— Begin Source extract —

A support function that returns artificials samples.

Source code in src/imblearn_extra/gsmote/geometric_smote.py

def _make_geometric_samples(  # noqa: C901
    self: Self,
    X_init: NDArray,
    X: NDArray,
    y: NDArray,
    pos_class_label: str | int,
    n_samples: int,
) -> tuple[NDArray, NDArray, list[NDArray]]:
    """A support function that returns artificials samples."""

    # Return zero new samples
    if n_samples == 0:
        return (
            np.array([], dtype=X.dtype).reshape(0, X.shape[1]),
            np.array([], dtype=y.dtype),
            [],
        )

    # Select positive class samples
    X_pos = X[y == pos_class_label]

    # Force minority strategy if no negative class samples are present
    self.selection_strategy_ = 'minority' if X.shape[0] == X_pos.shape[0] else self.selection_strategy

    # Minority or combined strategy
    if self.selection_strategy_ in ('minority', 'combined'):
        self.nns_pos_.fit(X_pos)
        points_pos = self.nns_pos_.kneighbors(X_pos)[1][:, 1:]
        samples_indices = self.random_state_.randint(
            low=0,
            high=len(points_pos.flatten()),
            size=n_samples,
        )
        rows = np.floor_divide(samples_indices, points_pos.shape[1])
        cols = np.mod(samples_indices, points_pos.shape[1])

    # Majority or combined strategy
    if self.selection_strategy_ in ('majority', 'combined'):
        X_neg = X[y != pos_class_label]
        self.nn_neg_.fit(X_neg)
        points_neg = self.nn_neg_.kneighbors(X_pos)[1]
        if self.selection_strategy_ == 'majority':
            samples_indices = self.random_state_.randint(
                low=0,
                high=len(points_neg.flatten()),
                size=n_samples,
            )
            rows = np.floor_divide(samples_indices, points_neg.shape[1])
            cols = np.mod(samples_indices, points_neg.shape[1])

    # Case that the median std equals to zeros
    if self.categorical_features is not None and math.isclose(self.median_std_, 0):
        X[:, self.continuous_features_.size :] = self.ohe_.transform(
            X_init[:, self.categorical_features_],
        ).toarray()

— End Source extract —

**Stated task 1**
In the geometric SMOTE source, which selection strategy is forced when no negative class samples are present?
**Stated task 2**
Extract from the geometric SMOTE source the portion starting at "points_neg = self.nn_neg_.kneighbors(X_pos)[1]" up to and including "cols = np.mod(samples_indices, points_neg.shape[1])".

— Begin Data —

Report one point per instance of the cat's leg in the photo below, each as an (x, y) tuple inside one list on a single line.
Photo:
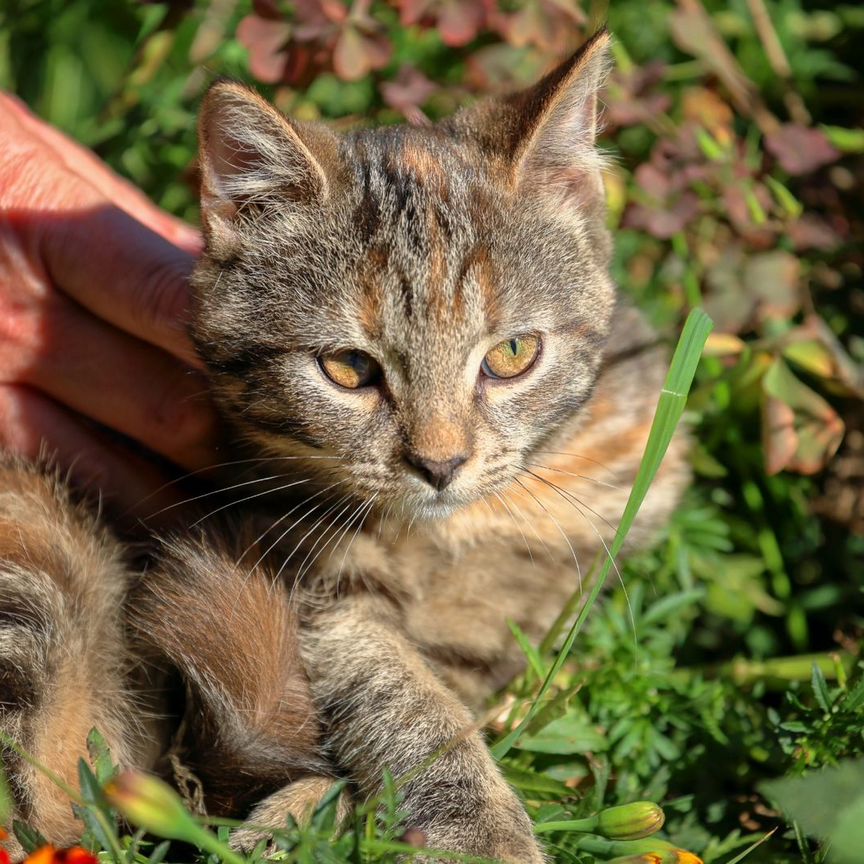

— End Data —

**Exercise result 1**
The minority strategy is forced.

**Exercise result 2**
points_neg = self.nn_neg_.kneighbors(X_pos)[1]
        if self.selection_strategy_ == 'majority':
            samples_indices = self.random_state_.randint(
                low=0,
                high=len(points_neg.flatten()),
                size=n_samples,
            )
            rows = np.floor_divide(samples_indices, points_neg.shape[1])
            cols = np.mod(samples_indices, points_neg.shape[1])